══ Texto para leitura ══

DEPOIS DO APRENDIZADO
Os registros do Aprendizado Agrícola Benjamin Constant referentes ao ano de 1939 revelam que no encerramento daquele ano letivo eram oferecidos o ensino primário elementar e práticas de agricultura e de oficinas de madeira, ferro e couro a cem alunos . Essa formação compreendia um curso de quatro anos assim organizado: série elementar, série média, primeira série superior e segunda série superior. A série elementar era freqüentada pelo maior contingente de estudantes . Revelando uma seletividade expressiva, do total de estudantes, apenas seis cursavam a segunda série superior, a última do ensino primário do Aprendizado.
As atividades de prática agrícola estavam concentradas, naquele momento na aprendizagem dos tratos com a pecuária leiteira. A produção dos alunos era consumida na própria escola. Contudo, havia um excedente de cerca de cem litros de leite, a cada mês, que eram comercializados . Além da pecuária, as práticas agrícolas estavam sendo ensinadas, principalmente através do cultivo de coco, palmeiras imperiais, fumo e trigo. A estas eram somadas as práticas de avicultura. Todas as práticas eram oferecidas no campo e em laboratórios mantidos pela instituição.

═══
══ Conjunto de registros ══

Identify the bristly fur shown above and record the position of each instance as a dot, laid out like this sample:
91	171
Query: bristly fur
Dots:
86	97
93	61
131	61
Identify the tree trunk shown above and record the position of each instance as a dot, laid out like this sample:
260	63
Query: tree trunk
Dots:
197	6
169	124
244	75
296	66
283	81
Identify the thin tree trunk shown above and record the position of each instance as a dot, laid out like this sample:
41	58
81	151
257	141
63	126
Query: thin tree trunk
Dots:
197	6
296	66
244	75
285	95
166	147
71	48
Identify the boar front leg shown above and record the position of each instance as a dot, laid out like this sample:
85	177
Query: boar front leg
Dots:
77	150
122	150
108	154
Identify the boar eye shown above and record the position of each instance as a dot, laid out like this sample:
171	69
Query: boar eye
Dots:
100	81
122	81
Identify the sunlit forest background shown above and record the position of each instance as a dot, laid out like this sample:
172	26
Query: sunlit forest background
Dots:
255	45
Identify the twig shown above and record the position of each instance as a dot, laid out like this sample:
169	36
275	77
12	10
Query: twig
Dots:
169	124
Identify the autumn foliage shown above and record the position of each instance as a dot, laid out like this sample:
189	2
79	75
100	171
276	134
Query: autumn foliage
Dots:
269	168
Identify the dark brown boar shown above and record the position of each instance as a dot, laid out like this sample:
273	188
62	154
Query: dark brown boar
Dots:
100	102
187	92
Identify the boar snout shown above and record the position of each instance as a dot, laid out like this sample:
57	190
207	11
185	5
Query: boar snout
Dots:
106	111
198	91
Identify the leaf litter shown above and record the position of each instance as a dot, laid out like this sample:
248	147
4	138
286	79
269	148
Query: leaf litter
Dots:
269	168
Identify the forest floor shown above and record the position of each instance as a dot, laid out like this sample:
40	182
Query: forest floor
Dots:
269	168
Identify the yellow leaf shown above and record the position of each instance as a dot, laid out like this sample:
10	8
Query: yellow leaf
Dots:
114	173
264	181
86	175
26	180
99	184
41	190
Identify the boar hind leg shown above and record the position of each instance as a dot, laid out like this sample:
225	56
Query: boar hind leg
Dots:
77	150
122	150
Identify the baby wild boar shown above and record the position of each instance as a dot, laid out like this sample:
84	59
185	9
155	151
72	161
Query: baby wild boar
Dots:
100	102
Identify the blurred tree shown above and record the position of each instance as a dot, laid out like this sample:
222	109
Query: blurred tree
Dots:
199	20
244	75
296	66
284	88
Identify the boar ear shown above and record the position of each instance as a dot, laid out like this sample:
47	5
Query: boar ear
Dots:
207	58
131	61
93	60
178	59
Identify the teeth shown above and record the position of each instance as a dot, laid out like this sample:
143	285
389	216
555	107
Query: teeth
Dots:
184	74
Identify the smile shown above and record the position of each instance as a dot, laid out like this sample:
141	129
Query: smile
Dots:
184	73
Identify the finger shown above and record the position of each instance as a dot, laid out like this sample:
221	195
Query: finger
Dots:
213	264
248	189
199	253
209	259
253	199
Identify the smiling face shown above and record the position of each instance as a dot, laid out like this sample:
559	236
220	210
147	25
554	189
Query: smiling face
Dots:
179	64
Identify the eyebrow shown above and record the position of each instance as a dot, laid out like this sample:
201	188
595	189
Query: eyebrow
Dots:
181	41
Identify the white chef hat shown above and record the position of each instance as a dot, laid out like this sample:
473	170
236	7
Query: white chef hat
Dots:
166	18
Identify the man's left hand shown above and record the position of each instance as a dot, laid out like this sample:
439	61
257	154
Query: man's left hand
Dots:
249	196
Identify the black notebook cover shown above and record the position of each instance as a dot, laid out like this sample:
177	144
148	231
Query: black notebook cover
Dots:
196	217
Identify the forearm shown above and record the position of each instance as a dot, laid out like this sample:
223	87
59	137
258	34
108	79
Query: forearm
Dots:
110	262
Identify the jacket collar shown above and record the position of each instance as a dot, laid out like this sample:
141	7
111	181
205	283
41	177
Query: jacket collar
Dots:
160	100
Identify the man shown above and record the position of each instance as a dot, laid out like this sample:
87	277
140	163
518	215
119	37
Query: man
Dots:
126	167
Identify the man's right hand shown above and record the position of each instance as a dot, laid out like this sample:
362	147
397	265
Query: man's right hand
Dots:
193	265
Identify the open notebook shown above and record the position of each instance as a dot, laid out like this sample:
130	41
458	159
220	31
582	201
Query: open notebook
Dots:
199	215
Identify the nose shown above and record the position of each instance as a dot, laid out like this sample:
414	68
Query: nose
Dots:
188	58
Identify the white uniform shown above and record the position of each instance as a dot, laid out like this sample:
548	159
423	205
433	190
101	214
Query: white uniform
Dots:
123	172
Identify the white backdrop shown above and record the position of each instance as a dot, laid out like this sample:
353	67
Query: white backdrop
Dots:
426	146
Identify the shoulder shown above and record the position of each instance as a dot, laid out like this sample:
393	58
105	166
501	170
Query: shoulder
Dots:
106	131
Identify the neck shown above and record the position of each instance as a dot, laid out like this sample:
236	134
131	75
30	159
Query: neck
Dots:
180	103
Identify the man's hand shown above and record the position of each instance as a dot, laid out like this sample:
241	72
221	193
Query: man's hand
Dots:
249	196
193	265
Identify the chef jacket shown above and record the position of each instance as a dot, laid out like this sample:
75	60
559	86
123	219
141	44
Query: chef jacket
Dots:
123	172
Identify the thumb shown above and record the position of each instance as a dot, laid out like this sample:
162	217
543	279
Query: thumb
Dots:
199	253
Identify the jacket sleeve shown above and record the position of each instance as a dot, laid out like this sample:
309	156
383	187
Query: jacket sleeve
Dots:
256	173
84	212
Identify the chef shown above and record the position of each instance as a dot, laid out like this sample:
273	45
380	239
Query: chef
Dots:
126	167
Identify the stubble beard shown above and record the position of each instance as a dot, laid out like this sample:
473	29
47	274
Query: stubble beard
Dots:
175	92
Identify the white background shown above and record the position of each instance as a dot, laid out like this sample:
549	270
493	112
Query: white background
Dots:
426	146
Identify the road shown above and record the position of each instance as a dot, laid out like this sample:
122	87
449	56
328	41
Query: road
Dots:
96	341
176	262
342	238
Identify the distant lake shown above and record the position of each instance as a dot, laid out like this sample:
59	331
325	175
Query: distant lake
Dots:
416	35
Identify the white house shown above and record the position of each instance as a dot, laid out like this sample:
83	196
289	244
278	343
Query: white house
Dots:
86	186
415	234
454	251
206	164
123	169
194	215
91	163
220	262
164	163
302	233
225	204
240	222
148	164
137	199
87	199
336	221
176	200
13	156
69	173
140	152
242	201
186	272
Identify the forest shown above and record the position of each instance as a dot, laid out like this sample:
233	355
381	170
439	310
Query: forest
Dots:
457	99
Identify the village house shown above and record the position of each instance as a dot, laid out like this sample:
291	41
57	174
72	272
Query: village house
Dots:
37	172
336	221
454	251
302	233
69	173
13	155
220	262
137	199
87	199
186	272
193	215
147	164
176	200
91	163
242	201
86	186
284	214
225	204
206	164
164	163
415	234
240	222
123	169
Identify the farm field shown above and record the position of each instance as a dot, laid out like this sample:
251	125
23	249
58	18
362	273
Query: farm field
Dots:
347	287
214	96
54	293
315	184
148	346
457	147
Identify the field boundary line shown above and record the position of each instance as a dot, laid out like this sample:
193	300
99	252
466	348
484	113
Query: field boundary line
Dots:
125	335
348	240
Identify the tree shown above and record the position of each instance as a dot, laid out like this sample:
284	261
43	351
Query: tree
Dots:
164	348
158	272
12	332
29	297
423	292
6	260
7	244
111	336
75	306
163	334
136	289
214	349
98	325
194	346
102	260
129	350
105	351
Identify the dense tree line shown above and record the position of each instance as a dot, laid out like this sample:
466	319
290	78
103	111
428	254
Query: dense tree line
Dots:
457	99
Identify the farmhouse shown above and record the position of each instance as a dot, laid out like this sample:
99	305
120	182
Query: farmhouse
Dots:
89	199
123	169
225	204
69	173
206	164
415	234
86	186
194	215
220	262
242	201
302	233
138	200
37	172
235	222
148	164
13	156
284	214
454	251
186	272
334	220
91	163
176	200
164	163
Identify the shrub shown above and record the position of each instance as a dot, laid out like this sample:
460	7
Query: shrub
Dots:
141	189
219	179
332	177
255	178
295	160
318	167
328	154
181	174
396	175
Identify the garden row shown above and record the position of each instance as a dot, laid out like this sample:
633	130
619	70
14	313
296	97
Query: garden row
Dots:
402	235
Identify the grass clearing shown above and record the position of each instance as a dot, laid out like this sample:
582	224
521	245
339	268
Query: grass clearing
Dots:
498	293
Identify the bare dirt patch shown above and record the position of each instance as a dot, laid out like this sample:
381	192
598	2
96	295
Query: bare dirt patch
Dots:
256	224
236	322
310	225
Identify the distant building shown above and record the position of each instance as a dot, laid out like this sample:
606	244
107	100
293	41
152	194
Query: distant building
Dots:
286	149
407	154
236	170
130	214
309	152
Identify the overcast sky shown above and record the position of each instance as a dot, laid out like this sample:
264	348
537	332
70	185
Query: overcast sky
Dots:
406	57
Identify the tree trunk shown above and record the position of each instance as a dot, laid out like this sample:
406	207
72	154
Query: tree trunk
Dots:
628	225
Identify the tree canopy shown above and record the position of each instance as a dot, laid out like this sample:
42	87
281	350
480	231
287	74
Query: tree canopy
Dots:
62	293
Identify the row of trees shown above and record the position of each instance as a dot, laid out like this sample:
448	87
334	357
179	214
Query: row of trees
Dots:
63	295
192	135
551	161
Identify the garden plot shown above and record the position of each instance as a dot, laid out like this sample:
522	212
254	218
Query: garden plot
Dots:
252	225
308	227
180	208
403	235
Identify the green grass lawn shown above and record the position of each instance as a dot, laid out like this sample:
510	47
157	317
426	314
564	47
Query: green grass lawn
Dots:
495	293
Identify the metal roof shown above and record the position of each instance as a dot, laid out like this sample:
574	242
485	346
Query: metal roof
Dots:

═══

Problema proposto
Reproduza fielmente o trecho do texto para leitura que começa em "As atividades de" e vai até "mantidos pela instituição.", incluindo essas palavras. Os registros não guardam nenhuma relação com o texto para leitura.

Resposta completa
As atividades de prática agrícola estavam concentradas, naquele momento na aprendizagem dos tratos com a pecuária leiteira. A produção dos alunos era consumida na própria escola. Contudo, havia um excedente de cerca de cem litros de leite, a cada mês, que eram comercializados . Além da pecuária, as práticas agrícolas estavam sendo ensinadas, principalmente através do cultivo de coco, palmeiras imperiais, fumo e trigo. A estas eram somadas as práticas de avicultura. Todas as práticas eram oferecidas no campo e em laboratórios mantidos pela instituição.